(ESTRATTO DELLA PAGINA):
○ ○ ○ ○

Lucio Gori, Confesercenti: “Smart working e assenza di turismo pesano nei bar e ristoranti”

Ecco i risultati del sondaggio “Tra Smart working e crisi del turismo: i risvolti sui pubblici esercizi” condotto tra i pubblici esercizi al quale hanno partecipato attività iscritte a Confesercenti.

“Sono dati preoccupanti”, commenta Lucio Gori responsabile di Fiepet Confesercenti, “quelli derivati dal sondaggio che abbiamo promosso.

Emerge un preoccupante crollo dei fatturati, e preoccupazione alle stelle durante questa difficile fase dell’emergenza COVID-19.

I nostri associati hanno risposto a 10 domande con le quali abbiamo voluto misurare lo stato di salute dei pubblici esercizi per capire quali sono le loro esigenze e suggerire soluzioni alle istituzioni per poter uscire da un periodo difficile”.

○ ○ ○ ○

(DATI FORNITI):
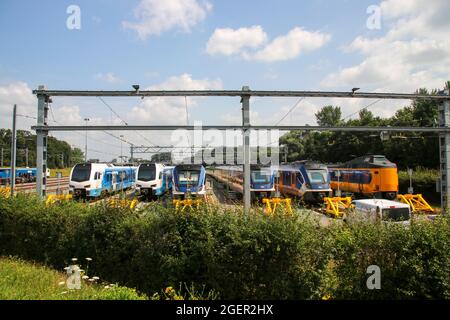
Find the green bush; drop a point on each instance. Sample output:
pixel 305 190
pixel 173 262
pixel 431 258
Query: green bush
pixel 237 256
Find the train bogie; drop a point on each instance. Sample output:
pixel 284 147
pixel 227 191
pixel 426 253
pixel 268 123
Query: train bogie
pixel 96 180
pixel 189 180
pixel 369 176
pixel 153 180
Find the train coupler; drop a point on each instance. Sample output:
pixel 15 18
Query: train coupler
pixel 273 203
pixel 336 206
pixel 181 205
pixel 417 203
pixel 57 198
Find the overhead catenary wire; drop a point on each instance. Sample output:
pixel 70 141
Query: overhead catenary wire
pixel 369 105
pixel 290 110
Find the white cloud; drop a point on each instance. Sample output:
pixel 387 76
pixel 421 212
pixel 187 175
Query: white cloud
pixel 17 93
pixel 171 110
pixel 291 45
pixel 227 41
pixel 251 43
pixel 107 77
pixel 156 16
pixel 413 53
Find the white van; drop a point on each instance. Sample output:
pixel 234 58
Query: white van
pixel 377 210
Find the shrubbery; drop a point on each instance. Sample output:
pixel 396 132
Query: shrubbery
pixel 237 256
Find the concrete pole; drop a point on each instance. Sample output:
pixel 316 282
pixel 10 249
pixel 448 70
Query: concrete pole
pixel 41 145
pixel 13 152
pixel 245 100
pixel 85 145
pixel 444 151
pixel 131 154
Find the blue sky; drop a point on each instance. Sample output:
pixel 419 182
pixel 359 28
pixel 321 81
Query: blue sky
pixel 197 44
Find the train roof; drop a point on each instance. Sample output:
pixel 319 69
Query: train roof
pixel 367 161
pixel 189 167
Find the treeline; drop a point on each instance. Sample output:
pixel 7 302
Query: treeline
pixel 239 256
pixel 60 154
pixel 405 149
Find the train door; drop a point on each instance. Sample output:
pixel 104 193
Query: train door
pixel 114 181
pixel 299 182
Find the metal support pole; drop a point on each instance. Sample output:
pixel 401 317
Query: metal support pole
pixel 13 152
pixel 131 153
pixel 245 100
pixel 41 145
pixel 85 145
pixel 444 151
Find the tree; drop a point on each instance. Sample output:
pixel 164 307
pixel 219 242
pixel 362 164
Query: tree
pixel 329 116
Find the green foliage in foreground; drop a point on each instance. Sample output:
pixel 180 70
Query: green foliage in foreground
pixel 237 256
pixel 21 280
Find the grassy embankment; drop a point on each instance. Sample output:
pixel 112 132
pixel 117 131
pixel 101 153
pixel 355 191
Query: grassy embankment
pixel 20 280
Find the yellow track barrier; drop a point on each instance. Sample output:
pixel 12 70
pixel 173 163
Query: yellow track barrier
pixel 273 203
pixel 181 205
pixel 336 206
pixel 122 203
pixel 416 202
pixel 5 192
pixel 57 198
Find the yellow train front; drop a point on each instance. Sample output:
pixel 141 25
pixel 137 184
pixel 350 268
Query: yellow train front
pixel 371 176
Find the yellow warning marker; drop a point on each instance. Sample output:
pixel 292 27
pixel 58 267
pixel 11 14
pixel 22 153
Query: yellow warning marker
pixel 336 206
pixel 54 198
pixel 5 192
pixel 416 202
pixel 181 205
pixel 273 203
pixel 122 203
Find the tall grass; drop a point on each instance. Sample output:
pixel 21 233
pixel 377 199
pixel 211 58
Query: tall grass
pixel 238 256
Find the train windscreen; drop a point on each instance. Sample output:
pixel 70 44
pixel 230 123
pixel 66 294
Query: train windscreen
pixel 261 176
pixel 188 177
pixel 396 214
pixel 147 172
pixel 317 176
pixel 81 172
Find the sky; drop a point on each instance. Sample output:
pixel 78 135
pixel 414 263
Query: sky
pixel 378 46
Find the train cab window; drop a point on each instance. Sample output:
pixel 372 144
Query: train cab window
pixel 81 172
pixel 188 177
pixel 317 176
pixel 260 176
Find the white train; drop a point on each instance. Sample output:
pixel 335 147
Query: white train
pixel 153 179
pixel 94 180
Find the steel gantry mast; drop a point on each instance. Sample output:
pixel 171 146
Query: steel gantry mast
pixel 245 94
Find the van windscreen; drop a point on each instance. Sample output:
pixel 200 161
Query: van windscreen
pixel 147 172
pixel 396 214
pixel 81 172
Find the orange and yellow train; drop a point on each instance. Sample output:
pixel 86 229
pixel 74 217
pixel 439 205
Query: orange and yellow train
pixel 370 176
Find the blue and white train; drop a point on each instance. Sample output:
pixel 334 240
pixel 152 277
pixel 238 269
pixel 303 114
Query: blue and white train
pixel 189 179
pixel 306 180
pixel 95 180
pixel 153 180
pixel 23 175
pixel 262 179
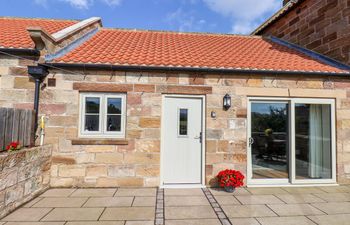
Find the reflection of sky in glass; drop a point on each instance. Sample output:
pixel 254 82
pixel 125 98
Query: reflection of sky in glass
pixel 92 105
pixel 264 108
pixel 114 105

○ ○ ○ ○

(ESPLORA IL MATERIALE):
A – Riporta parola per parola il passo dell'articolo sul sondaggio Confesercenti che parte da "Ecco i risultati" e prosegue fino a "iscritte a Confesercenti.".
B – Scrivi il seguito dell'articolo sul sondaggio Confesercenti, riprendendo subito dopo l'ultima frase presente.
I dati riportati non hanno alcun rapporto con l'articolo sul sondaggio Confesercenti.

(RISPOSTE AGLI ESERCIZI):
A –
Ecco i risultati del sondaggio “Tra Smart working e crisi del turismo: i risvolti sui pubblici esercizi” condotto tra i pubblici esercizi al quale hanno partecipato attività iscritte a Confesercenti.

B –
Quello che è emerso tra i pubblici esercizi distribuiti tra Arezzo centro e periferie, comprese le frazioni e i comuni della Valtiberina, della Valdichiana, del Casentino e del Valdarno è che c’è stato per tutti un calo del fatturato e che le prospettive non sono rosee.

Anche se da realtà a realtà ci sono lievi variazioni percentuali.

“Per il 25% degli intervistati il Coronavirus ha causato un calo del fatturato di oltre il 50%; per il 50% invece c’è stata una riduzione compresa tra il 30% e il 50% mentre per il restante 25% il calo è stato registrato tra il 10% e il 30%”. A incidere sul calo del fatturato sono l’assenza del turismo calato vertiginosamente e anche il cambio delle abitudini che ha visto diminuire il passeggio per le strade a causa dello smart working del pubblico impiego e di una minor presenza di dipendenti negli esercizi commerciali e servizi.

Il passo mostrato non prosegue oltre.